### TAREFAS
• A. Diga se cada afirmação abaixo está de acordo com o texto sobre a recepção inicial do cinema, respondendo sim ou não e citando literalmente as palavras do texto que decidem a resposta: (i) Méliès quis comprar os direitos da invenção; (ii) Freud tomou conhecimento do cinema em 1908; (iii) em apenas cinco anos o cinema ficou conhecido em todo o globo.
• B. Transcreva fielmente o trecho do texto sobre a recepção inicial do cinema, começando em "Na área teatral" e seguindo até "ao mesmo tempo.", inclusive.
━━ TEXTO BASE
Como teria recebido o cinema seus primeiros assistentes?

Alguns historiadores e os jornais exprimem-se em adjetivos que vão do assombro ao fascínio.

Méliès é dos mais entusiastas. Quer comprar os direitos da invenção para usá-la imediatamente.

Abel Gance encanta-se com as folhas de uma árvore balançando ao vento, esquecendo-se mesmo de ver bem na frente o vovô Lumiére e esposa alimentando o netinho.

Giovanni Papini escreve um breviário de estética cinematográfica, entusiasmado com as primeiras sessões.

Na área teatral há os que aderem pensando na auto-multiplicação que terão, gozando de poder de ubiquidade, tornando-os presentes em Paris, Londres, Milão, Nova Iorque, Moscou ou Pequim ao mesmo tempo.

Mas há também Griffith, o péssimo autor e ator teatral, que só teria restrições e que, mais tarde, movido por necessidades econômicas, trabalhará ocultado por pseudônimo, antes de estratificar a linguagem da mais específica arte que o século XX teve até o presente.

A propagação do cinema foi fulminante. Em apenas cinco anos ele será conhecido em todo os quadrantes do globo, causando espanto, por exemplo, a Béla Balázs, que, sabedor que sua criada ainda não o conhece em 1908, envia-a imediatamente para saber suas reações.

Ainda mais espantoso será o fato de Freud só dele ter tomado conhecimento em 1909.

Pode parecer inaudito que um homem atento a todas as transformações sociais que seu tempo sofria não se tenha interessado pelo instrumento, ainda não artístico, mas que pelo menos carreava para as salas austríacas milhares de expectadores. Este novo fenômeno, parece, nunca o comoveu.
━━━━
━━ DADOS FORNECIDOS
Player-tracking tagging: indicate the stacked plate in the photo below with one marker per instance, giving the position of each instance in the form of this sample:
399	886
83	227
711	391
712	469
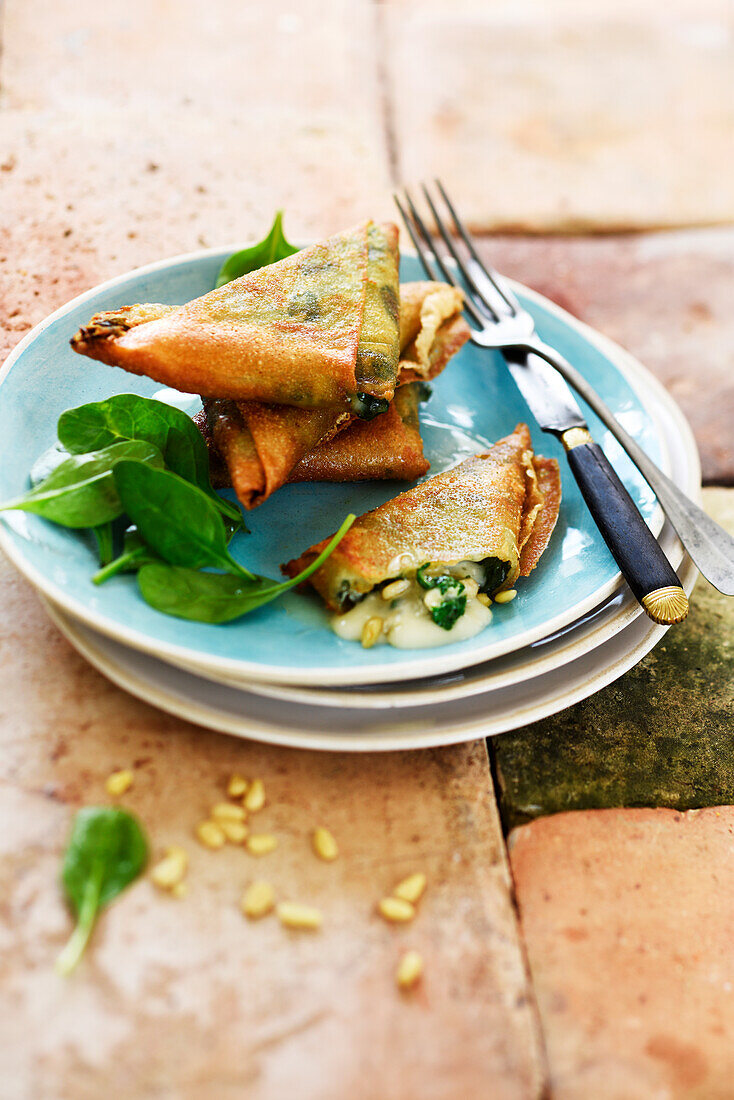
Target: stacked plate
280	674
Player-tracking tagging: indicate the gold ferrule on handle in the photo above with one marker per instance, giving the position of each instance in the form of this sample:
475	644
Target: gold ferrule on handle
576	437
666	606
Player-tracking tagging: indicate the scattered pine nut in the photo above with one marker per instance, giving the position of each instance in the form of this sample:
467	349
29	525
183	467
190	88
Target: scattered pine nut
408	970
505	597
411	889
396	910
228	812
258	900
371	631
254	800
170	871
395	589
325	846
298	916
119	782
236	832
237	785
260	844
210	835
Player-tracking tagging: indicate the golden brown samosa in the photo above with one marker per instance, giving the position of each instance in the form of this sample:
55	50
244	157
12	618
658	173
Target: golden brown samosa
314	330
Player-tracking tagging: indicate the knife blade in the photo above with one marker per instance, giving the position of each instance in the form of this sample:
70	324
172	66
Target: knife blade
546	394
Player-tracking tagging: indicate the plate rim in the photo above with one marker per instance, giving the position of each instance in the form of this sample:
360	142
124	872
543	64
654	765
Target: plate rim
365	740
626	364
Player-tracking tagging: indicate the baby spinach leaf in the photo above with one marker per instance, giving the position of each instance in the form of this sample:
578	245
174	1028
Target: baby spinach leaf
80	492
135	552
217	597
130	416
267	251
178	521
107	850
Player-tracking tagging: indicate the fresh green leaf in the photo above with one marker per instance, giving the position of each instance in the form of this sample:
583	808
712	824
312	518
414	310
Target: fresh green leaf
107	850
80	492
179	523
129	416
103	536
135	553
217	597
273	248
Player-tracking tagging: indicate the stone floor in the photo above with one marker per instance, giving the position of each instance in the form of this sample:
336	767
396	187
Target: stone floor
578	928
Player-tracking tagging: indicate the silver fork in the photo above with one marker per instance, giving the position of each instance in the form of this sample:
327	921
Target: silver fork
500	321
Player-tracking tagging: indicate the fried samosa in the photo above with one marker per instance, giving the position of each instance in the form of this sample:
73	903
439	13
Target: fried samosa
255	447
419	570
317	329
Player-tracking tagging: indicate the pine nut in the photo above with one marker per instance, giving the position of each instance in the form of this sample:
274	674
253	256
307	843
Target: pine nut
371	631
254	800
258	900
395	589
505	597
396	910
170	870
237	785
260	844
227	812
325	846
294	915
210	835
236	832
411	889
408	970
119	782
━━━━
### RESPOSTAS DAS TAREFAS
• A.
(i) Sim: "Quer comprar os direitos da invenção para usá-la imediatamente."
(ii) Não: "Ainda mais espantoso será o fato de Freud só dele ter tomado conhecimento em 1909."
(iii) Sim: "Em apenas cinco anos ele será conhecido em todo os quadrantes do globo"

• B.
Na área teatral há os que aderem pensando na auto-multiplicação que terão, gozando de poder de ubiquidade, tornando-os presentes em Paris, Londres, Milão, Nova Iorque, Moscou ou Pequim ao mesmo tempo.